LISTA DE TAREFAS:
(1) Resuma em duas frases o texto sobre notícia e espetáculo.
(2) No texto sobre notícia e espetáculo, transforme em lista o parágrafo iniciado por "É muito pequeno e quase imperceptível", mantendo seus fatos principais.
(3) Que jargão das redações é citado no texto sobre notícia e espetáculo?

Monday, 23 de December de 2024 ISSN 1519-7670 - Ano 24 - nº 1319

O limite entre notícia e espetáculo

É muito pequeno e quase imperceptível o instante em que um fato deixa de ser notícia de interesse público para se tornar apenas espetáculo. E é neste ponto que, quase sempre, o jornalismo hegemônico e conceitual se perde. Sempre passa do ponto. Sempre passa a divulgar apenas o espetáculo e a notícia já se foi há tempos. A ânsia de conceder curiosidades e entretenimento (o famoso jargão amplamente divulgado nas redações: “Isso dá leitura”) deixa fácil de ser jornalismo e passa a ser qualquer coisa de cultura pop, da pior forma possível. O pior é que, muitas das vezes, não houve tempo nem de um fato ser notícia e já se torna apenas espetáculo. Um caso policial, por exemplo. Sempre, em todas as hipóteses, é apenas e tão somente sensacionalista: sempre em busca do espetáculo trágico.

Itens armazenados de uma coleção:
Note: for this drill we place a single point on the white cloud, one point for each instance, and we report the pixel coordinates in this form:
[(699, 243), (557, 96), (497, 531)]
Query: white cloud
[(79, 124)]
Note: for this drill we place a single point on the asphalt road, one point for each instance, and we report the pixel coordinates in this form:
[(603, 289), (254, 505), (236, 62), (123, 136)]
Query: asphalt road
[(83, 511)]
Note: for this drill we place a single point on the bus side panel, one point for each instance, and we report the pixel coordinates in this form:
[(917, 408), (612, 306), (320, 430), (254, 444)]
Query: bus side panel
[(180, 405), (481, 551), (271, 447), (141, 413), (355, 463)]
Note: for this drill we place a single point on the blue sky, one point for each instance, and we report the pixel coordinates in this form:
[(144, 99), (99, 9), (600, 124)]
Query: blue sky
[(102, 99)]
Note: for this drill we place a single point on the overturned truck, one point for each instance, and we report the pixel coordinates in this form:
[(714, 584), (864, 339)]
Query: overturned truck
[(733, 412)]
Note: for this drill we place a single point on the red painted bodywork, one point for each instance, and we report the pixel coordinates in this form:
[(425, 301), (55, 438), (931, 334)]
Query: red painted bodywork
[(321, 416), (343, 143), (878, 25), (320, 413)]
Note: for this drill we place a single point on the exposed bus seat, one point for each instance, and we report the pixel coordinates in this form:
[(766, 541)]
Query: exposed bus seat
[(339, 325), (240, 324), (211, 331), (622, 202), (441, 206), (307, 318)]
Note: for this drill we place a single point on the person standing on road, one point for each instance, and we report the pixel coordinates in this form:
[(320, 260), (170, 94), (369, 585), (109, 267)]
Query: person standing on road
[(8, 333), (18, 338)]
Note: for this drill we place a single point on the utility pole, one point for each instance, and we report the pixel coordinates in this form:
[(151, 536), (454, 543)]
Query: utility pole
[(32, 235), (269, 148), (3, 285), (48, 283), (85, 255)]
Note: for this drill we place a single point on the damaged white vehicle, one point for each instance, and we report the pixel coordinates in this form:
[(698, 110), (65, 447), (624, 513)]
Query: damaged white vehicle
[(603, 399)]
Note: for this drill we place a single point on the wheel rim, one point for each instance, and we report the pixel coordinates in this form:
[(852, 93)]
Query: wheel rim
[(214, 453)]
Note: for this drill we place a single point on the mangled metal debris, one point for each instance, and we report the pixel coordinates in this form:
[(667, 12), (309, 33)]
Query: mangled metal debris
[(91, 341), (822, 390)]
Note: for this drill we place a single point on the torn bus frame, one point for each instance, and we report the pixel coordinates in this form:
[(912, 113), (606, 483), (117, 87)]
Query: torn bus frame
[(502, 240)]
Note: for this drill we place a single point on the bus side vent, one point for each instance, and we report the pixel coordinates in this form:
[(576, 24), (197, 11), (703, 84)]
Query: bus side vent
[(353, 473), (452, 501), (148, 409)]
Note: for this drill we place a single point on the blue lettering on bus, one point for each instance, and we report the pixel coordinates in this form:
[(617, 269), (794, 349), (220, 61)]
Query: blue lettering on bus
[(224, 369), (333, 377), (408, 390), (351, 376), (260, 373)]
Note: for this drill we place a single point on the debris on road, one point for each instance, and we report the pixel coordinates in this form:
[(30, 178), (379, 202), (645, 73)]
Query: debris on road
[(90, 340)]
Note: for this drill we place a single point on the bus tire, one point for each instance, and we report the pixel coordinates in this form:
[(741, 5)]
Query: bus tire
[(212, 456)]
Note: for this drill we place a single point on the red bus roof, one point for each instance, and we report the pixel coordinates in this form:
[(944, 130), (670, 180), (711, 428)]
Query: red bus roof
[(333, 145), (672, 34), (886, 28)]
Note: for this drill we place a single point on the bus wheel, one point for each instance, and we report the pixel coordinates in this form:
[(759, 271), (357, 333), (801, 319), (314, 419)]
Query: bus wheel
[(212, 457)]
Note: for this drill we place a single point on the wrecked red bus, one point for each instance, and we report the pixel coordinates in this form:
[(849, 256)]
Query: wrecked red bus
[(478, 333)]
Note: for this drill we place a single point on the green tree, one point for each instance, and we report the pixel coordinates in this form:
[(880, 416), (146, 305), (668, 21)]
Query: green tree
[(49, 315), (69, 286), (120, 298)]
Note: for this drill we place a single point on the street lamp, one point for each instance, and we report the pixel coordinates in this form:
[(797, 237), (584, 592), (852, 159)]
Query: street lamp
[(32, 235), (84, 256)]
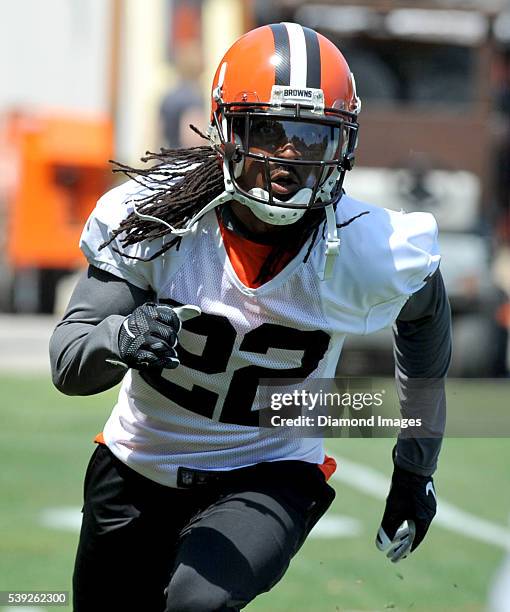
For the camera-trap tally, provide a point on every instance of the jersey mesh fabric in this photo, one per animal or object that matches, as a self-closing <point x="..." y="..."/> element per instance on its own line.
<point x="155" y="435"/>
<point x="384" y="258"/>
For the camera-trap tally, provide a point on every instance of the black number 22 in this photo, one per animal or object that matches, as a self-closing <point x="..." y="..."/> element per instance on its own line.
<point x="220" y="337"/>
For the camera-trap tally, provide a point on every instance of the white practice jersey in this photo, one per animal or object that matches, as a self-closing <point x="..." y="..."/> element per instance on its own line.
<point x="203" y="414"/>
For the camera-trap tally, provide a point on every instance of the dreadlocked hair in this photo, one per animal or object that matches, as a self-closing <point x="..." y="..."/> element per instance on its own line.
<point x="179" y="184"/>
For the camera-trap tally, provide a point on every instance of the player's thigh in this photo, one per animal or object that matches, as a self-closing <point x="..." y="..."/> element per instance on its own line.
<point x="125" y="551"/>
<point x="242" y="545"/>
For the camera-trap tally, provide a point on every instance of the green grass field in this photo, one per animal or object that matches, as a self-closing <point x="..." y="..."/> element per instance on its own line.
<point x="45" y="441"/>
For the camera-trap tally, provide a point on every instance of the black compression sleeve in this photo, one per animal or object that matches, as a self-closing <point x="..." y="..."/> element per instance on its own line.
<point x="88" y="333"/>
<point x="422" y="350"/>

RESPOSTAS POR TAREFA:
(1) Segundo o texto, é muito pequeno o instante em que um fato deixa de ser notícia de interesse público e vira apenas espetáculo, e o jornalismo hegemônico quase sempre passa desse ponto. A ânsia por curiosidades e entretenimento leva ao pior tipo de cultura pop, e um caso policial, por exemplo, é sempre tratado de forma sensacionalista, em busca do espetáculo trágico.

(2)
- O instante em que um fato deixa de ser notícia de interesse público e vira espetáculo é muito pequeno e quase imperceptível.
- Quase sempre, o jornalismo hegemônico e conceitual se perde nesse ponto e passa a divulgar apenas o espetáculo.
- A ânsia por curiosidades e entretenimento, resumida no jargão das redações "Isso dá leitura", leva à cultura pop da pior forma possível.
- Muitas vezes, um fato vira espetáculo antes mesmo de ter sido notícia.
- Um caso policial, por exemplo, é sempre sensacionalista e busca o espetáculo trágico.

(3) "Isso dá leitura"